==== Task input ====

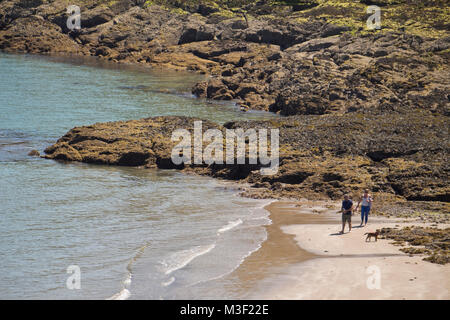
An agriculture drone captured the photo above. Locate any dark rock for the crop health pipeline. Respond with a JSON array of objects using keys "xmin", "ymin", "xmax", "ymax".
[
  {"xmin": 179, "ymin": 23, "xmax": 215, "ymax": 44},
  {"xmin": 28, "ymin": 149, "xmax": 40, "ymax": 157},
  {"xmin": 198, "ymin": 4, "xmax": 219, "ymax": 16},
  {"xmin": 292, "ymin": 1, "xmax": 319, "ymax": 11},
  {"xmin": 192, "ymin": 81, "xmax": 208, "ymax": 98},
  {"xmin": 320, "ymin": 24, "xmax": 350, "ymax": 38},
  {"xmin": 81, "ymin": 6, "xmax": 114, "ymax": 29}
]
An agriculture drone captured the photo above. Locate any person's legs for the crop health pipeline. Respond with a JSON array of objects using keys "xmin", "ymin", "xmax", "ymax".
[
  {"xmin": 341, "ymin": 214, "xmax": 353, "ymax": 232},
  {"xmin": 360, "ymin": 209, "xmax": 364, "ymax": 226},
  {"xmin": 343, "ymin": 214, "xmax": 351, "ymax": 232},
  {"xmin": 362, "ymin": 206, "xmax": 370, "ymax": 225},
  {"xmin": 364, "ymin": 206, "xmax": 371, "ymax": 225}
]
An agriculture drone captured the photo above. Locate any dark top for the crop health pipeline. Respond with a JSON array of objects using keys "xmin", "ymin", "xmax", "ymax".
[{"xmin": 342, "ymin": 199, "xmax": 353, "ymax": 214}]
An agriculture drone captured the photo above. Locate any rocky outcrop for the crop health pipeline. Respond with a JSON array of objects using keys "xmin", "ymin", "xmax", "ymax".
[
  {"xmin": 379, "ymin": 226, "xmax": 450, "ymax": 265},
  {"xmin": 44, "ymin": 116, "xmax": 220, "ymax": 168},
  {"xmin": 0, "ymin": 14, "xmax": 84, "ymax": 53},
  {"xmin": 44, "ymin": 112, "xmax": 450, "ymax": 203}
]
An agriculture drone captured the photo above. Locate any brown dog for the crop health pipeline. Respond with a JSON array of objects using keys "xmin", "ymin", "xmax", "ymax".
[{"xmin": 365, "ymin": 230, "xmax": 380, "ymax": 242}]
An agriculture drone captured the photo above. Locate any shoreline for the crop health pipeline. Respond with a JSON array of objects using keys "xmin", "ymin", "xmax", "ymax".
[
  {"xmin": 1, "ymin": 1, "xmax": 448, "ymax": 300},
  {"xmin": 5, "ymin": 52, "xmax": 448, "ymax": 299},
  {"xmin": 233, "ymin": 200, "xmax": 449, "ymax": 300},
  {"xmin": 223, "ymin": 200, "xmax": 337, "ymax": 297}
]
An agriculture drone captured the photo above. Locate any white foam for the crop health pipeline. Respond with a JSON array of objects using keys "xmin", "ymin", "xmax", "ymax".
[
  {"xmin": 123, "ymin": 273, "xmax": 132, "ymax": 287},
  {"xmin": 161, "ymin": 243, "xmax": 216, "ymax": 275},
  {"xmin": 217, "ymin": 219, "xmax": 243, "ymax": 234},
  {"xmin": 106, "ymin": 271, "xmax": 132, "ymax": 300},
  {"xmin": 107, "ymin": 288, "xmax": 130, "ymax": 300},
  {"xmin": 161, "ymin": 277, "xmax": 175, "ymax": 287},
  {"xmin": 187, "ymin": 232, "xmax": 268, "ymax": 288}
]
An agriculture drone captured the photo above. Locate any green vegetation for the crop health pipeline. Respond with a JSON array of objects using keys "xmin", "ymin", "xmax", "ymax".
[{"xmin": 137, "ymin": 0, "xmax": 448, "ymax": 39}]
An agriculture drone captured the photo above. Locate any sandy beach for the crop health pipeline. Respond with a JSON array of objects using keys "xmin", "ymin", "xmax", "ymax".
[{"xmin": 243, "ymin": 201, "xmax": 450, "ymax": 300}]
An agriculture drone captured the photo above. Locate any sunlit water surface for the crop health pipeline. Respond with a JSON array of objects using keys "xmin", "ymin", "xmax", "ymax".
[{"xmin": 0, "ymin": 53, "xmax": 277, "ymax": 299}]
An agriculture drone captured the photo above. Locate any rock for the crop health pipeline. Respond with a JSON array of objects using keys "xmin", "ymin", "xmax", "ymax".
[
  {"xmin": 381, "ymin": 226, "xmax": 450, "ymax": 264},
  {"xmin": 234, "ymin": 83, "xmax": 263, "ymax": 99},
  {"xmin": 240, "ymin": 104, "xmax": 249, "ymax": 112},
  {"xmin": 285, "ymin": 36, "xmax": 340, "ymax": 53},
  {"xmin": 179, "ymin": 22, "xmax": 216, "ymax": 44},
  {"xmin": 230, "ymin": 19, "xmax": 248, "ymax": 30},
  {"xmin": 28, "ymin": 149, "xmax": 40, "ymax": 157},
  {"xmin": 44, "ymin": 142, "xmax": 82, "ymax": 162},
  {"xmin": 206, "ymin": 78, "xmax": 233, "ymax": 100},
  {"xmin": 94, "ymin": 46, "xmax": 111, "ymax": 57},
  {"xmin": 81, "ymin": 6, "xmax": 115, "ymax": 29},
  {"xmin": 292, "ymin": 1, "xmax": 319, "ymax": 11},
  {"xmin": 44, "ymin": 109, "xmax": 449, "ymax": 204},
  {"xmin": 0, "ymin": 15, "xmax": 83, "ymax": 54},
  {"xmin": 44, "ymin": 116, "xmax": 221, "ymax": 168},
  {"xmin": 320, "ymin": 24, "xmax": 350, "ymax": 37},
  {"xmin": 198, "ymin": 4, "xmax": 220, "ymax": 16},
  {"xmin": 192, "ymin": 81, "xmax": 208, "ymax": 98}
]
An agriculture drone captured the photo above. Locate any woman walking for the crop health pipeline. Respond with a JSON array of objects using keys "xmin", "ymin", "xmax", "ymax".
[{"xmin": 355, "ymin": 189, "xmax": 373, "ymax": 226}]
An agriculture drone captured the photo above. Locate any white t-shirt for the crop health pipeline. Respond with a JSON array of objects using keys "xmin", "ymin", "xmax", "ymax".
[{"xmin": 361, "ymin": 195, "xmax": 372, "ymax": 207}]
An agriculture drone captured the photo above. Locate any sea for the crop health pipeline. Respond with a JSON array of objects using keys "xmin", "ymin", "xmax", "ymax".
[{"xmin": 0, "ymin": 52, "xmax": 278, "ymax": 299}]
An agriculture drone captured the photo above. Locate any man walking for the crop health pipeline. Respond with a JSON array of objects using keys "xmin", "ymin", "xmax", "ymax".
[{"xmin": 340, "ymin": 194, "xmax": 353, "ymax": 234}]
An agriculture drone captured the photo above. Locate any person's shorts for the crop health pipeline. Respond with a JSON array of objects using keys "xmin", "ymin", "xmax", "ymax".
[{"xmin": 342, "ymin": 213, "xmax": 352, "ymax": 224}]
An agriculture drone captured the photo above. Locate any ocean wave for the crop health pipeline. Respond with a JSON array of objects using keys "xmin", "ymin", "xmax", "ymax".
[
  {"xmin": 123, "ymin": 273, "xmax": 132, "ymax": 287},
  {"xmin": 107, "ymin": 288, "xmax": 130, "ymax": 300},
  {"xmin": 187, "ymin": 233, "xmax": 268, "ymax": 289},
  {"xmin": 161, "ymin": 277, "xmax": 176, "ymax": 287},
  {"xmin": 161, "ymin": 243, "xmax": 216, "ymax": 275},
  {"xmin": 217, "ymin": 219, "xmax": 243, "ymax": 234},
  {"xmin": 106, "ymin": 242, "xmax": 149, "ymax": 300}
]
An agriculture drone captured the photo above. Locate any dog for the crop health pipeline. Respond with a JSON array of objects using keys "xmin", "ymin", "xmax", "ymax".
[{"xmin": 364, "ymin": 230, "xmax": 380, "ymax": 242}]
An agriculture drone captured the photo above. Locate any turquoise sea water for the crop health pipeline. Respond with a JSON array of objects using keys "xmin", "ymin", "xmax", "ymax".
[{"xmin": 0, "ymin": 53, "xmax": 276, "ymax": 299}]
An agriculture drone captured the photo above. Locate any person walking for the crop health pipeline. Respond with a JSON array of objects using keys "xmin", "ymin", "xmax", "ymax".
[
  {"xmin": 340, "ymin": 194, "xmax": 353, "ymax": 234},
  {"xmin": 355, "ymin": 189, "xmax": 373, "ymax": 226}
]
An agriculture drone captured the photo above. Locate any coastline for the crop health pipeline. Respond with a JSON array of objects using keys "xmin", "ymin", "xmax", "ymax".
[
  {"xmin": 223, "ymin": 199, "xmax": 335, "ymax": 297},
  {"xmin": 237, "ymin": 200, "xmax": 450, "ymax": 300},
  {"xmin": 3, "ymin": 51, "xmax": 448, "ymax": 300},
  {"xmin": 1, "ymin": 0, "xmax": 448, "ymax": 299}
]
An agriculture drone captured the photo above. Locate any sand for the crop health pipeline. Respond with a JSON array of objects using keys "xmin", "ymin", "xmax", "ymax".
[{"xmin": 246, "ymin": 201, "xmax": 450, "ymax": 300}]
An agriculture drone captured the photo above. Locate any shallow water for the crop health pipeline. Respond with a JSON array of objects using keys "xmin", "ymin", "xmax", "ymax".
[{"xmin": 0, "ymin": 53, "xmax": 276, "ymax": 299}]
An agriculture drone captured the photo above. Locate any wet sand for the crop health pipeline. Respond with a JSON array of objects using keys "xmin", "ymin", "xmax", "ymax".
[
  {"xmin": 223, "ymin": 200, "xmax": 338, "ymax": 297},
  {"xmin": 231, "ymin": 200, "xmax": 450, "ymax": 299}
]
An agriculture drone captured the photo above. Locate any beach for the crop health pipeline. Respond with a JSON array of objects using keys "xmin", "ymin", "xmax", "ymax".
[
  {"xmin": 243, "ymin": 201, "xmax": 449, "ymax": 300},
  {"xmin": 0, "ymin": 52, "xmax": 447, "ymax": 300},
  {"xmin": 0, "ymin": 0, "xmax": 448, "ymax": 301}
]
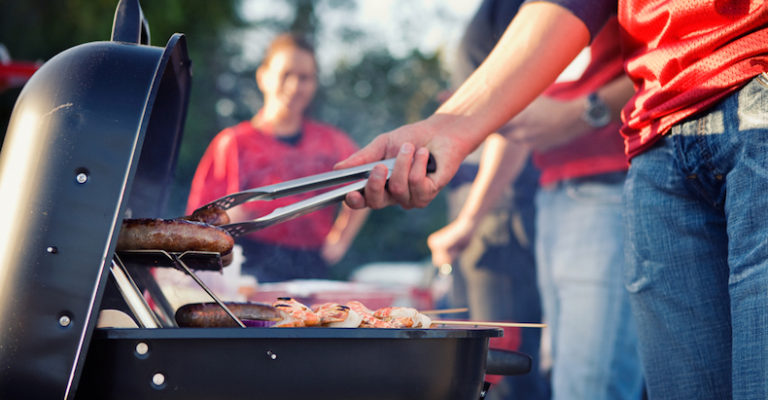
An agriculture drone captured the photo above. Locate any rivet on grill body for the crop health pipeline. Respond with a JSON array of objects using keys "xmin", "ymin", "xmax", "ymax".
[
  {"xmin": 58, "ymin": 315, "xmax": 71, "ymax": 327},
  {"xmin": 135, "ymin": 342, "xmax": 149, "ymax": 356},
  {"xmin": 75, "ymin": 172, "xmax": 88, "ymax": 184},
  {"xmin": 267, "ymin": 350, "xmax": 277, "ymax": 360},
  {"xmin": 46, "ymin": 246, "xmax": 58, "ymax": 254},
  {"xmin": 151, "ymin": 372, "xmax": 166, "ymax": 388}
]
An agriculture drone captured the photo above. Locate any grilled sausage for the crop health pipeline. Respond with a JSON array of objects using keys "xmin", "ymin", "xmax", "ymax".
[
  {"xmin": 183, "ymin": 206, "xmax": 230, "ymax": 226},
  {"xmin": 175, "ymin": 302, "xmax": 282, "ymax": 327},
  {"xmin": 116, "ymin": 218, "xmax": 234, "ymax": 254}
]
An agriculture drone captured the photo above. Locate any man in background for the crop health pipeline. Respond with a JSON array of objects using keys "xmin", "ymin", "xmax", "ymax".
[{"xmin": 187, "ymin": 33, "xmax": 369, "ymax": 283}]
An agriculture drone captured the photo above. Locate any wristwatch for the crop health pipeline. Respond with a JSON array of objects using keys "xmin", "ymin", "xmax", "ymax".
[{"xmin": 582, "ymin": 92, "xmax": 611, "ymax": 128}]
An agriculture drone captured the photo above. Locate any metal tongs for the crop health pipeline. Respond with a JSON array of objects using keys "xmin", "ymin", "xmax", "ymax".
[{"xmin": 194, "ymin": 156, "xmax": 436, "ymax": 238}]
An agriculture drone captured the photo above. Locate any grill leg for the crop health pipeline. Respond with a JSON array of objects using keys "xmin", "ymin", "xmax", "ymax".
[{"xmin": 109, "ymin": 259, "xmax": 160, "ymax": 328}]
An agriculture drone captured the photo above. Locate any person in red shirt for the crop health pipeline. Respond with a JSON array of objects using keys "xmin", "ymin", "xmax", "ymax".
[
  {"xmin": 338, "ymin": 1, "xmax": 768, "ymax": 399},
  {"xmin": 188, "ymin": 33, "xmax": 369, "ymax": 283}
]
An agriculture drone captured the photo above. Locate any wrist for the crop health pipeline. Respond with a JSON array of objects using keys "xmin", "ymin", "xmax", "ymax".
[
  {"xmin": 581, "ymin": 92, "xmax": 610, "ymax": 128},
  {"xmin": 426, "ymin": 113, "xmax": 489, "ymax": 158}
]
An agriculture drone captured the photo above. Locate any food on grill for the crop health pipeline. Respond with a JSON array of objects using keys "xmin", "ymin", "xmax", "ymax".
[
  {"xmin": 374, "ymin": 306, "xmax": 416, "ymax": 327},
  {"xmin": 174, "ymin": 298, "xmax": 434, "ymax": 328},
  {"xmin": 374, "ymin": 306, "xmax": 432, "ymax": 328},
  {"xmin": 116, "ymin": 218, "xmax": 234, "ymax": 254},
  {"xmin": 412, "ymin": 313, "xmax": 432, "ymax": 328},
  {"xmin": 311, "ymin": 302, "xmax": 349, "ymax": 324},
  {"xmin": 311, "ymin": 302, "xmax": 363, "ymax": 328},
  {"xmin": 184, "ymin": 206, "xmax": 230, "ymax": 226},
  {"xmin": 346, "ymin": 300, "xmax": 397, "ymax": 328},
  {"xmin": 272, "ymin": 297, "xmax": 321, "ymax": 327},
  {"xmin": 270, "ymin": 299, "xmax": 432, "ymax": 328},
  {"xmin": 175, "ymin": 302, "xmax": 282, "ymax": 327}
]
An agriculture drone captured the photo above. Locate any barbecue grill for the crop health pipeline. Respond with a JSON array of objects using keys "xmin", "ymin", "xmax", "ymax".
[{"xmin": 0, "ymin": 1, "xmax": 532, "ymax": 399}]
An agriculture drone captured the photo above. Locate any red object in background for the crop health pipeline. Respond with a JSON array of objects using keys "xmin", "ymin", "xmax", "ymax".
[
  {"xmin": 247, "ymin": 280, "xmax": 434, "ymax": 312},
  {"xmin": 486, "ymin": 326, "xmax": 522, "ymax": 385},
  {"xmin": 0, "ymin": 61, "xmax": 40, "ymax": 93}
]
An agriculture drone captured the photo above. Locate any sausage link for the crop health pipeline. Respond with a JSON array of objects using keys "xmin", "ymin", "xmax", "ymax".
[
  {"xmin": 175, "ymin": 302, "xmax": 282, "ymax": 327},
  {"xmin": 183, "ymin": 206, "xmax": 230, "ymax": 226},
  {"xmin": 116, "ymin": 218, "xmax": 234, "ymax": 254}
]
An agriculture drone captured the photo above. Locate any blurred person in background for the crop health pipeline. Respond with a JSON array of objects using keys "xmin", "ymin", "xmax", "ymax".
[
  {"xmin": 431, "ymin": 7, "xmax": 642, "ymax": 399},
  {"xmin": 426, "ymin": 1, "xmax": 546, "ymax": 399},
  {"xmin": 187, "ymin": 33, "xmax": 369, "ymax": 283},
  {"xmin": 339, "ymin": 1, "xmax": 768, "ymax": 399}
]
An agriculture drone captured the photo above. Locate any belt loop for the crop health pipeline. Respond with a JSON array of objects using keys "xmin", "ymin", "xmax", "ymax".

====

▶ [Work required]: From the line holding "Locate any blurred" down to the final line above, copy each line exactly, and leave out everything before it.

▶ [Task response]:
An agriculture drone captured the photo above. Locate any blurred person in background for the crop health pipeline. Respond with a JSON array of objects using keys "xmin", "ymin", "xmax", "ymax".
[
  {"xmin": 431, "ymin": 7, "xmax": 642, "ymax": 399},
  {"xmin": 426, "ymin": 1, "xmax": 546, "ymax": 399},
  {"xmin": 187, "ymin": 33, "xmax": 369, "ymax": 283},
  {"xmin": 339, "ymin": 1, "xmax": 768, "ymax": 399}
]
An agriculture drone captured the photo above. Locate any belt loop for the crop health pipeline. Respond with a JSON array of objects using keys "xmin", "ymin", "xmax", "ymax".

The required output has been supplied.